» **Work to be completed**
Somewhere below are a line with "I need to find the yellow" and a later line with "I need to find the blue". Output exactly those lines and all lines between them.

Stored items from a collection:
---------------

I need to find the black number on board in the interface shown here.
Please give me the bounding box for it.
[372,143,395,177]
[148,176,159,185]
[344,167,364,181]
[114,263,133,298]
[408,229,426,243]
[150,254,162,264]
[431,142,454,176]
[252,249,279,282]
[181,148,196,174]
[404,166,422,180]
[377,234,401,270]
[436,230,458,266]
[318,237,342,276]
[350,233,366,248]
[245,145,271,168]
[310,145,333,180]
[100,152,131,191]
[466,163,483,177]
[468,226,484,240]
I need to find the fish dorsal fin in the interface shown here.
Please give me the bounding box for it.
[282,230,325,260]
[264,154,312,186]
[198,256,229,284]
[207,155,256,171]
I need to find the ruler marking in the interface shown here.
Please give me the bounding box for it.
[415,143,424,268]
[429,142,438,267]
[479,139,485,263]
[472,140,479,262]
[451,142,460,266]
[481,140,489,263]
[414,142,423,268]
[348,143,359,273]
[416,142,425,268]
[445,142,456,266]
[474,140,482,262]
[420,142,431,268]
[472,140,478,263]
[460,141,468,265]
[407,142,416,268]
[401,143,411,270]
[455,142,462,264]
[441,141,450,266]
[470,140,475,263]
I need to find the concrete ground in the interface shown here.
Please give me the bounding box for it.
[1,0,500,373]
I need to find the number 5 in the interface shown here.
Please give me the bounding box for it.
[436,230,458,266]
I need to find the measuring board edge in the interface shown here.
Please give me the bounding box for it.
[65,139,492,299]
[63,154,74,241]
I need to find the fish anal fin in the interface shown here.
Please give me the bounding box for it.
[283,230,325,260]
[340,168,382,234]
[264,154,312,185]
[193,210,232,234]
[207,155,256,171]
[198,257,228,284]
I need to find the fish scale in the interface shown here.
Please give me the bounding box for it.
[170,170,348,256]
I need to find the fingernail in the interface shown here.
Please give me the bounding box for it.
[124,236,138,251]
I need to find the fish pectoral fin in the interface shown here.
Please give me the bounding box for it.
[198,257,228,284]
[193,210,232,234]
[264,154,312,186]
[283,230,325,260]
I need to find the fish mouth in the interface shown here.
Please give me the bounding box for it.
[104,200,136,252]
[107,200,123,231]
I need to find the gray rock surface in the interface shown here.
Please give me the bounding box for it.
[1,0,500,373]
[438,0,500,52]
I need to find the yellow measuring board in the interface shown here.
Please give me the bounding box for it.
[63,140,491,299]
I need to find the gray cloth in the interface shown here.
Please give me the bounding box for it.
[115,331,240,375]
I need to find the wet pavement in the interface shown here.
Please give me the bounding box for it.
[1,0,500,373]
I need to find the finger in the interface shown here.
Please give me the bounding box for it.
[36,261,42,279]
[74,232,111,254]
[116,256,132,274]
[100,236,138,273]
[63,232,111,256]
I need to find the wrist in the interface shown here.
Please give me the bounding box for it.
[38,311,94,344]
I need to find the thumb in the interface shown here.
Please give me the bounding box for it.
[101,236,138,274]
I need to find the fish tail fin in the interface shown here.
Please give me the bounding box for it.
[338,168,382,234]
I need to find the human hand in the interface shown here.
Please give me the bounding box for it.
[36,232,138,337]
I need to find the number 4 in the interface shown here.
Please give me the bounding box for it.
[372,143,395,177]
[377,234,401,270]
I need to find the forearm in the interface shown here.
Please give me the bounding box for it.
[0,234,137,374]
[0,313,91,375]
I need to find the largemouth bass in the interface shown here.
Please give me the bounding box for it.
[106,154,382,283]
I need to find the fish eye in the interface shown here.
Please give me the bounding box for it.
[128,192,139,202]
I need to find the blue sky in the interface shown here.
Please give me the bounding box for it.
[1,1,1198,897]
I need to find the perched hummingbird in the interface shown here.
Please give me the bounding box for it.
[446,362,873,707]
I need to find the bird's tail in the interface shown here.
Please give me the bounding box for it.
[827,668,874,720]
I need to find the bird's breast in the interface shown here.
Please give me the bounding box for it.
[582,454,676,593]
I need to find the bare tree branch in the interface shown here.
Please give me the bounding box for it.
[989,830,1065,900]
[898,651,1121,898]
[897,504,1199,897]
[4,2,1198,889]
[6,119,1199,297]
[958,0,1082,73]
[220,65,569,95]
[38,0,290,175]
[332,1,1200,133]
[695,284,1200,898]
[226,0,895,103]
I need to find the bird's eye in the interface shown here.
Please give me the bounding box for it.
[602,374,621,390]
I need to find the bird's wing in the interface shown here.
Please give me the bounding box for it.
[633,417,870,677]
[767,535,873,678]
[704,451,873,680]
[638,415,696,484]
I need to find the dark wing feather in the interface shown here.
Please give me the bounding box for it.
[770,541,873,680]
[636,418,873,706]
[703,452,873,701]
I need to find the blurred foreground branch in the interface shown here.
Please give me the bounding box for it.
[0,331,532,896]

---------------

» **Output of the exercise**
I need to find the yellow measuring board in the interface shown here.
Please give me the bounding box for it.
[63,140,491,299]
I need to find the gray cloth in the interface shown here.
Please give me the bounding box for it.
[115,331,240,375]
I need to find the wet pavement in the interface shown here.
Please give me the bounding box for it.
[1,0,500,373]
I need to find the finger in the interface shown here.
Please give me the bounding box for it.
[36,261,42,279]
[74,232,111,254]
[116,256,132,274]
[100,236,138,273]
[63,232,111,256]
I need to find the wrist in the interface shown here.
Please give me the bounding box for it.
[38,311,94,344]
I need to find the thumb in the interface shown here.
Please give me the bounding box for it.
[101,236,138,274]
I need to find the fish tail fin in the interface shown here.
Please give me the bounding box for it.
[338,168,382,234]
I need to find the human hand in the interface shown here.
Please give me the bounding box for it.
[36,232,138,337]
I need to find the number 4 in the interface shown here.
Please give me the bounding box for it.
[372,143,395,177]
[377,234,401,270]
I need to find the forearm in the interface shown here.
Please give me the bounding box for it.
[0,234,137,374]
[0,313,91,375]
I need to find the largemouth bass in the interface shown here.
Please give me the bounding box for it.
[106,154,382,283]
I need to find the fish eye in the interface shown here.
Please give me the bounding box for it.
[128,192,139,202]
I need to find the blue sky in the interface shown here.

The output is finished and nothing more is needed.